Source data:
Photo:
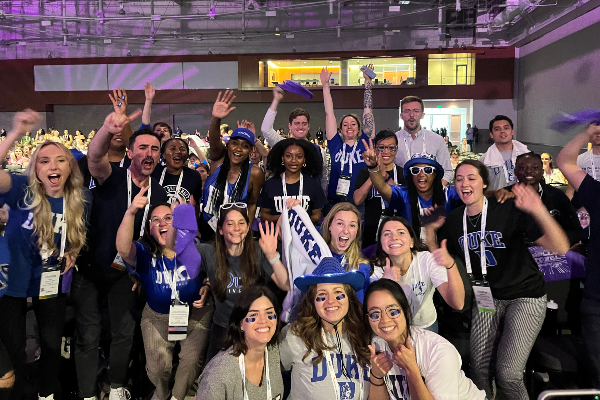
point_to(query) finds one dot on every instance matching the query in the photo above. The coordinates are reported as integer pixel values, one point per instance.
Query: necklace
(474, 218)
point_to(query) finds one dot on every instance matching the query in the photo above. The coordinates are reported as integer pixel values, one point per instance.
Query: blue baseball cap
(243, 133)
(330, 270)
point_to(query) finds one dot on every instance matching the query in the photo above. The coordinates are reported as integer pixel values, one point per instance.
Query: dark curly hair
(313, 165)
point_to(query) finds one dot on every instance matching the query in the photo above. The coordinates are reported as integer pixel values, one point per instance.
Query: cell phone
(370, 73)
(438, 212)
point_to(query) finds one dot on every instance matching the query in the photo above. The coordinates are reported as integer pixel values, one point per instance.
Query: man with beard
(413, 139)
(117, 155)
(101, 274)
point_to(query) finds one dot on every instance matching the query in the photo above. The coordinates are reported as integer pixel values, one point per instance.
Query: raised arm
(150, 92)
(119, 100)
(221, 109)
(23, 122)
(554, 237)
(267, 126)
(125, 245)
(98, 163)
(375, 173)
(368, 120)
(330, 122)
(567, 158)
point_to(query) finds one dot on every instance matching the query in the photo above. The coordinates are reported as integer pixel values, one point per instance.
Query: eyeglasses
(391, 311)
(417, 170)
(157, 220)
(391, 149)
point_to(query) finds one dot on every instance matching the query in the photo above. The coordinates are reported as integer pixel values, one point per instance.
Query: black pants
(87, 296)
(215, 341)
(50, 316)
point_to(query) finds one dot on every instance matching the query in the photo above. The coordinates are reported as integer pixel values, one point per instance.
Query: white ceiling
(151, 28)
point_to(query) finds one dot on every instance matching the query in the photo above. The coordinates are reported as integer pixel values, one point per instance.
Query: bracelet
(376, 377)
(375, 384)
(275, 259)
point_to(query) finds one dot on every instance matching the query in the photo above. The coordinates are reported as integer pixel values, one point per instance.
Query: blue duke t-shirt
(156, 275)
(25, 270)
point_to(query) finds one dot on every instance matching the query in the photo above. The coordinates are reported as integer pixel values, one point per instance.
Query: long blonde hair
(353, 254)
(36, 201)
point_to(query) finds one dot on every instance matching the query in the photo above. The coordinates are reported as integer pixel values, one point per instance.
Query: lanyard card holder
(50, 280)
(178, 319)
(343, 187)
(483, 296)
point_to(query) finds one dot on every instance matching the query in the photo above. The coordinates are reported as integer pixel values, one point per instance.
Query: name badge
(343, 186)
(118, 263)
(178, 320)
(49, 282)
(483, 297)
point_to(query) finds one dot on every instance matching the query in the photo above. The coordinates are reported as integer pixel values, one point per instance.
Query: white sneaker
(119, 394)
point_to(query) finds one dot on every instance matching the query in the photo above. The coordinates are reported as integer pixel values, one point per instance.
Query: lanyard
(407, 146)
(267, 377)
(299, 190)
(44, 253)
(336, 387)
(482, 256)
(343, 161)
(162, 178)
(129, 199)
(395, 181)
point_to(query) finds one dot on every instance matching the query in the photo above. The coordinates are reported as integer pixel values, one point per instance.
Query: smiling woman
(45, 232)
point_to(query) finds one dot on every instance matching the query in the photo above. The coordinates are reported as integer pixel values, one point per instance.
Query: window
(451, 69)
(345, 72)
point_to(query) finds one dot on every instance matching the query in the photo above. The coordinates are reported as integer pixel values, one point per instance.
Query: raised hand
(222, 107)
(369, 154)
(442, 257)
(526, 199)
(325, 77)
(149, 91)
(291, 203)
(380, 363)
(278, 93)
(390, 272)
(404, 356)
(139, 201)
(268, 239)
(502, 195)
(25, 121)
(119, 100)
(115, 123)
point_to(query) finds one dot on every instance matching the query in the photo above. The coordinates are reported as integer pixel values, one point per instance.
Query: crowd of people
(358, 230)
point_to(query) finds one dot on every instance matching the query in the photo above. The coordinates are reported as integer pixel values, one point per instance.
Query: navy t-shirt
(272, 197)
(156, 275)
(589, 198)
(25, 270)
(336, 149)
(110, 204)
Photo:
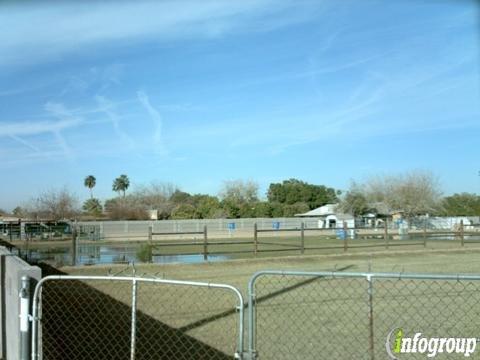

WHAT YOU HAVE TO DO
Would you print all the entries again exactly, minus any pictures?

ANSWER TO THIS PROBLEM
Photo:
point_to(query) finds one dot on every instance matching the query in the photo above. The coordinates are reported as integer pixel values, one point per instance.
Query: necklace
(474, 218)
point_to(query) finds one dot on every instance matching the query in the photo above. The coordinates are reported as integer pixel values, one point per instance.
Query: blue baseball cap
(243, 133)
(330, 270)
point_to(query) finds one dot on every instance matching the query in the photo above. The coordinates are reported as integer pixel values, one point per instance.
Query: dark curly hair
(313, 165)
point_to(query) finds one dot on every instance matching the query in the photo above. The coordinates are reported as integer pixel values, one point per instance.
Query: cell phone
(370, 73)
(438, 212)
point_to(query) finds one dot on every instance matching the query in the photo above. The coordinates are reported as integer pixel values, one point per instance.
Query: man with beard
(413, 139)
(117, 155)
(101, 274)
point_to(query) finds one dot on every instance matching the query in the photo above. The coordinates are reported as integer pixel values, one point per instance.
Query: raised arm
(150, 92)
(119, 100)
(221, 109)
(23, 122)
(554, 237)
(267, 126)
(125, 245)
(98, 163)
(375, 173)
(368, 120)
(330, 122)
(567, 158)
point_to(query) finds one dot on every instance matching the query in the photo above. The coordinates are reported as integer pixel values, one point per instance.
Query: eyeglasses
(391, 311)
(417, 170)
(157, 220)
(391, 149)
point_to(query) finds one dot on every instance matching the query in the photo above. The coordinates are reported as integer pixel values, one point per instance.
Query: black pants
(87, 296)
(215, 341)
(50, 316)
point_to(query) finds one dot on every instance matching the query in the photo above. The coordinates are reported as integer pixel values, one point per instance.
Query: white ceiling
(151, 28)
point_to(query) finds one dot on every instance matching the query in the photo above. The coordinates are reported as integer pixel values, one point per instance.
Query: bracelet
(376, 377)
(375, 384)
(275, 259)
point_to(query) finds one dot on every instance matching the query in the photo above. The coordinates are reported as integer pixel values, one point per instance.
Query: blue duke t-shirt
(156, 275)
(25, 270)
point_to(query) finds one dot on every instance matching the query in the photo above. The coordinates are reported as integer pixel values, one point per instance.
Query: long blonde hair
(353, 254)
(36, 201)
point_to(query) finds one dot on every instance matching the query in the photo above. The coordinates are reported as integer pixel values, one point per instance.
Query: lanyard card holder
(50, 280)
(178, 319)
(343, 187)
(483, 296)
point_to(query) finds one dot on every instance matching the query in the photo above. The coordinates are reported as integer pixel values, one point per instance.
Query: name badge
(343, 186)
(118, 263)
(178, 320)
(49, 282)
(483, 297)
point_to(query) finds one dot on every instance matching the query in the photo above. The coordinates are reported as integer pixel values, one point per instance.
Query: white sneaker
(119, 394)
point_to(query) finds one dot on every instance matching the query in the photo above. The coordinates are reported as integer pixel values, one point per instance.
Query: lanyard
(407, 146)
(267, 377)
(299, 190)
(44, 253)
(336, 387)
(482, 256)
(343, 161)
(162, 178)
(129, 199)
(395, 181)
point_to(query) finds one dot on every instance matching the query in the photo above. The coordinates are reported as integer pixel values, one point per instance.
Query: smiling woman
(45, 232)
point_to(query) finds one dot on every instance matching the query in the photo above. The coordinates are reported as integer pixel values, one point per instance.
Query: window
(451, 69)
(345, 72)
point_to(query) finds one dot on every instance matching the query in the photo above. The coordinates are reported as integer pixel values, one point per instance.
Query: raised hand
(222, 107)
(369, 154)
(442, 257)
(526, 199)
(325, 77)
(149, 91)
(291, 203)
(380, 363)
(278, 93)
(390, 272)
(404, 356)
(139, 201)
(268, 239)
(502, 195)
(25, 121)
(119, 100)
(115, 123)
point_to(query) finds one dot on every instance matching the query in the photo above. The coordinates are reported as integer pixel values, one point per instance.
Query: crowd of people
(358, 230)
point_to(query) finds one dot on every instance matching the query in the photo above. The coordinates are reported as integer pixel values, one point per instance.
Query: navy t-shirt
(272, 197)
(156, 275)
(589, 198)
(25, 270)
(336, 149)
(110, 204)
Photo:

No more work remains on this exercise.